| Data provided |
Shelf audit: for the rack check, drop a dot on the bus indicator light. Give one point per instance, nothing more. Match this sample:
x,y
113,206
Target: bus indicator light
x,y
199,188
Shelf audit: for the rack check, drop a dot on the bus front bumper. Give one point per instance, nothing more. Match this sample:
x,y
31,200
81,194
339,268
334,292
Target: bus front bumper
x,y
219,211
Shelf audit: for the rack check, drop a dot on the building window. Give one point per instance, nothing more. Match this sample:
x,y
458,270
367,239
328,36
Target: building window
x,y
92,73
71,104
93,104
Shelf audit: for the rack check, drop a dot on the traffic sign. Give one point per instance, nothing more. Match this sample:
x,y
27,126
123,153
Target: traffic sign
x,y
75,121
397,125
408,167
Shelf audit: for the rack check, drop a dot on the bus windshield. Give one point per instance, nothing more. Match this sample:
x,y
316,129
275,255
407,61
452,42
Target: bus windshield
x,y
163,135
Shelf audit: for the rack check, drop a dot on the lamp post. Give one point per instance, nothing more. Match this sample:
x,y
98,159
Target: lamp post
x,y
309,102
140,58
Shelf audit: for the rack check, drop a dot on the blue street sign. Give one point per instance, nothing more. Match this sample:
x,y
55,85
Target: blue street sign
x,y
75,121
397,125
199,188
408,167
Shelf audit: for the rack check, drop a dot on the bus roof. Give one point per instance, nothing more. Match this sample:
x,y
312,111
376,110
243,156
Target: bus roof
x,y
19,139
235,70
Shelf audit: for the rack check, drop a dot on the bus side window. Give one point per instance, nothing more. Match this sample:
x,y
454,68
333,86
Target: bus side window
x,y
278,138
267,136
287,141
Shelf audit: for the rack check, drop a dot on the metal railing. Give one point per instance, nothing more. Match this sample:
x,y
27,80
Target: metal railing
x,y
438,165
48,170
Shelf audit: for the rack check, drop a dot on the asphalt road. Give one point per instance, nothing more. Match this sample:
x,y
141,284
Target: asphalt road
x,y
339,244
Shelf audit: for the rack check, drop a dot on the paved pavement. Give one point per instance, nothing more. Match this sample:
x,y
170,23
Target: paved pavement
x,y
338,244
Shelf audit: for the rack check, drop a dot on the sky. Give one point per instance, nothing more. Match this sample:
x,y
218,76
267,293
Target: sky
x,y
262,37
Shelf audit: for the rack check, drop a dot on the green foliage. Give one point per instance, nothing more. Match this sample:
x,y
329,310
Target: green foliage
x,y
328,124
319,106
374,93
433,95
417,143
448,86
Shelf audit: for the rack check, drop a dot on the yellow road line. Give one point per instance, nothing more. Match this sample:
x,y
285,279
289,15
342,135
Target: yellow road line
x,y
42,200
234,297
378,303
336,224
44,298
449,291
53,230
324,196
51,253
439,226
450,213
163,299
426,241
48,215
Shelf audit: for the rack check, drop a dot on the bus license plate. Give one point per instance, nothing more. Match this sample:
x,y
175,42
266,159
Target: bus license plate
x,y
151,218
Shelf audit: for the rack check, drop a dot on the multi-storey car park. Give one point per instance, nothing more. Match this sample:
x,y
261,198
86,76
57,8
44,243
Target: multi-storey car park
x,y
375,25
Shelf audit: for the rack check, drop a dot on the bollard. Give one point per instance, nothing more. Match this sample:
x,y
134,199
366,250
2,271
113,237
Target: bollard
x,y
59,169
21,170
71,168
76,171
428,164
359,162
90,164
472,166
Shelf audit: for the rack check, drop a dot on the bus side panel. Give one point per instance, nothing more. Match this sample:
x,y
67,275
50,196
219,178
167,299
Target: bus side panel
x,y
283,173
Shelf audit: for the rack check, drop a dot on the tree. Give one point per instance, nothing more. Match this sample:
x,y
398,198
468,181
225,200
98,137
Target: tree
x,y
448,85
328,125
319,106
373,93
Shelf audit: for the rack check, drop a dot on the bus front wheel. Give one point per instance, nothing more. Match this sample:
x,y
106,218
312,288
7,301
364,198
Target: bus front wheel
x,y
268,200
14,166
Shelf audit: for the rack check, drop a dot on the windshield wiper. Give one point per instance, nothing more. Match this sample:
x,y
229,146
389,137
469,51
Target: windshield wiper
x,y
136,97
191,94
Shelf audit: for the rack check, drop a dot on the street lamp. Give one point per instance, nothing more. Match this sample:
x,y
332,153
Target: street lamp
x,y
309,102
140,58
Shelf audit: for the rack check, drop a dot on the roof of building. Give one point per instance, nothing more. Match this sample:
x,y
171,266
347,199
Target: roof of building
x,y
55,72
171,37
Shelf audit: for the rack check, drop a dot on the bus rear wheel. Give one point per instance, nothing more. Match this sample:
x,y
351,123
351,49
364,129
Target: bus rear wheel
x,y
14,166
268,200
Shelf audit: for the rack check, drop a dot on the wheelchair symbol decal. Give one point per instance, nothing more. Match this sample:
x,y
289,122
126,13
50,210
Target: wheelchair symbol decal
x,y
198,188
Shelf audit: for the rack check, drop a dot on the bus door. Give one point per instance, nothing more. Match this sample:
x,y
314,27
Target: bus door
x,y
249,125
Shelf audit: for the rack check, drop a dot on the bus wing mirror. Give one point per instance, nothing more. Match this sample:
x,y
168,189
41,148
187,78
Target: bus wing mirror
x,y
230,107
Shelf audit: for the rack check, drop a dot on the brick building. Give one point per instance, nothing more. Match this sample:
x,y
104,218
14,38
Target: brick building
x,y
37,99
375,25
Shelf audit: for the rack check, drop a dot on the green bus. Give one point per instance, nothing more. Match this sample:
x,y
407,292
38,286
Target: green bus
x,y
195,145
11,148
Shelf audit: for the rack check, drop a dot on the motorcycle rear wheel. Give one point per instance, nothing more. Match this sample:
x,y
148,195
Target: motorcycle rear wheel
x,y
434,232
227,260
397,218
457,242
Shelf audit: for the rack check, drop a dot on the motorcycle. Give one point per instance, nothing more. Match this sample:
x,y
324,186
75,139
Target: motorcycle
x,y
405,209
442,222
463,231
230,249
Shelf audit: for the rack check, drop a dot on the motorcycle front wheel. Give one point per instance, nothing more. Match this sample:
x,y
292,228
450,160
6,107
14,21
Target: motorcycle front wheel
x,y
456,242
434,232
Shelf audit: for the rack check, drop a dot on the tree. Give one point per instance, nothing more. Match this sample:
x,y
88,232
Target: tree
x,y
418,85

| The problem |
What you return should be the records above, repeated exactly.

| Task output |
Shelf audit: for the rack check, drop a dot on the bus indicator light. Give one point per instance, nothing more. Match this sample:
x,y
113,206
Target: bus indicator light
x,y
199,188
Shelf audit: for the rack check, drop a dot on the bus front bumper. Give one point per instance, nothing more. Match this sample:
x,y
31,200
81,194
339,268
334,292
Target: bus front bumper
x,y
219,211
Shelf audit: for the rack check, drop a dot on the building window. Give one point per instance, nothing more. Match this sample:
x,y
458,270
367,239
328,36
Target: building window
x,y
92,73
71,104
93,104
Shelf audit: for the rack check, drop a dot on the traffic sign. Give one point per instance, nothing more. Match this sample:
x,y
27,126
123,153
Target: traffic sign
x,y
75,121
397,125
408,167
Shelf audit: for the rack check, drop a dot on the bus windshield. Give one point per instance, nothing more. Match this sample:
x,y
316,129
275,255
407,61
452,42
Target: bus windshield
x,y
163,135
Shelf audit: for the rack check, drop a dot on the lamp post. Give one point per instance, nothing more. Match this sample:
x,y
98,159
Target: lamp post
x,y
309,102
140,58
Shelf audit: for the rack check, drop a dot on the blue street sign. Give one point per instance, nothing more. Match this sample:
x,y
55,85
Target: blue street sign
x,y
75,121
397,125
199,188
408,167
Shelf audit: for the rack check, drop a dot on the bus roof. Give one point per instance, nothing more. Match this sample:
x,y
312,111
376,110
243,156
Target: bus roof
x,y
19,139
235,70
Shelf audit: for the rack check, drop a dot on the bus side window. Give one point per instance, nothing more. Match this sample:
x,y
454,68
333,86
Target: bus side window
x,y
278,138
267,136
287,141
Shelf audit: for the rack check, drop a dot on the metal railing. Give one point per instance, nothing more. Match this sample:
x,y
27,80
Target: metal railing
x,y
438,165
48,170
Shelf audit: for the rack check, drop a dot on the asphalt road. Give one point per instance, nothing more. Match this sample:
x,y
141,284
Target: asphalt road
x,y
339,244
Shelf audit: for the rack check, drop a dot on the paved pavement. Give one point per instance, nothing more. Match this sample:
x,y
170,23
Target: paved pavement
x,y
338,244
Shelf audit: for the rack check, drop a dot on the sky. Give one point per instance, nothing more. Match this sample:
x,y
218,76
267,293
Target: sky
x,y
262,37
Shelf audit: for the rack check, drop a dot on the green foliage. Give one point per instance, nothing more. Match this sample:
x,y
329,310
Target: green foliage
x,y
328,124
319,106
374,93
433,95
417,143
448,86
Shelf audit: for the rack check, drop a dot on the yellow road line. Give one point per instance, nothing more. Match this sample:
x,y
285,279
289,15
342,135
Target: yellow road line
x,y
42,200
234,297
378,303
336,224
44,298
449,291
53,230
324,196
51,253
439,226
450,213
163,299
426,241
48,215
Shelf audit: for the rack check, drop a dot on the bus license plate. Give one point per instance, nothing more. Match this sample:
x,y
175,42
266,159
Target: bus license plate
x,y
151,218
Shelf audit: for the rack check, drop a dot on the multi-storey car park. Give one point per instance, nothing more. Match this sample:
x,y
261,198
86,76
57,8
44,243
Target: multi-storey car park
x,y
375,25
Shelf audit: for the rack check, drop a dot on the bollard. Give one point per instance, nothing more. Match this sample:
x,y
134,199
366,250
2,271
113,237
Target: bollard
x,y
59,169
21,170
71,168
76,171
428,164
359,162
90,164
472,166
Shelf audit: for the rack check, drop a dot on the bus side panel. Give one point per instance, nothing more. Match this sample:
x,y
67,275
50,196
219,178
167,299
Target: bus side panel
x,y
283,173
Shelf audit: for the rack check, drop a dot on the tree. Give one point per instance, nothing more. Match this sample:
x,y
398,198
468,181
225,200
98,137
Target: tree
x,y
448,85
328,125
319,106
373,93
Shelf audit: for the rack check, drop a dot on the bus front wheel. Give one point per instance, nothing more. Match this sample:
x,y
106,218
312,288
7,301
364,198
Target: bus front wheel
x,y
268,200
14,166
Shelf audit: for the rack check, drop a dot on the windshield wiper. Give one point per instance, nothing more. Match this sample:
x,y
229,146
389,137
469,51
Target: windshield wiper
x,y
136,97
191,94
Shelf audit: for the rack check, drop a dot on the street lamp. Give one point per instance, nothing more. Match this sample:
x,y
332,153
Target: street lamp
x,y
309,102
140,58
Shelf audit: for the rack check, drop a dot on the roof of building. Give one point per instance, nothing more. Match this sample:
x,y
171,266
347,199
Target: roof of building
x,y
55,72
171,37
Shelf audit: for the rack check, drop a dot on the bus rear wheel. Give one point per instance, nothing more. Match this sample:
x,y
351,123
351,49
364,129
Target: bus rear wheel
x,y
14,166
268,200
Shelf audit: for the rack check, drop a dot on the wheelchair symbol decal. Give one point per instance, nothing more. Match this sample:
x,y
289,122
126,13
50,210
Target: wheelchair symbol decal
x,y
198,188
Shelf audit: for the rack check, drop a dot on the bus door. Give one point per instance, nothing more. Match this sample:
x,y
314,27
Target: bus door
x,y
249,125
Shelf audit: for the rack check, drop a dot on the bus wing mirror. Give one point per instance, nothing more. Match this sample:
x,y
168,189
41,148
187,78
Target: bus wing mirror
x,y
230,107
Shelf audit: for the rack check, drop a dot on the brick building. Give one point per instance, nothing more. Match this sample:
x,y
104,218
14,38
Target: brick building
x,y
37,99
375,25
Shelf audit: for the rack check, drop a dot on the green bus. Give one point per instance, nothing more. Match this sample:
x,y
407,292
38,286
Target: green bus
x,y
195,145
11,148
Shelf audit: for the rack check, drop a dot on the motorcycle rear wheel. Give one point per instance, nothing more. Match this sample:
x,y
148,195
Target: motorcycle rear wheel
x,y
434,232
227,260
397,218
457,242
Shelf audit: for the rack check, drop a dot on the motorcycle. Give one point per instance, nothing more. Match this sample:
x,y
324,186
75,139
Target: motorcycle
x,y
405,209
442,222
463,231
230,249
Shelf audit: for the rack check, drop a dot on the motorcycle front wheel. Give one point per instance, nothing more. Match this sample:
x,y
292,228
450,160
6,107
14,21
Target: motorcycle front wheel
x,y
456,242
434,232
Shelf audit: for the rack check, drop a dot on the tree. Give one point per instance, nothing more. Match this sample:
x,y
88,232
Target: tree
x,y
418,85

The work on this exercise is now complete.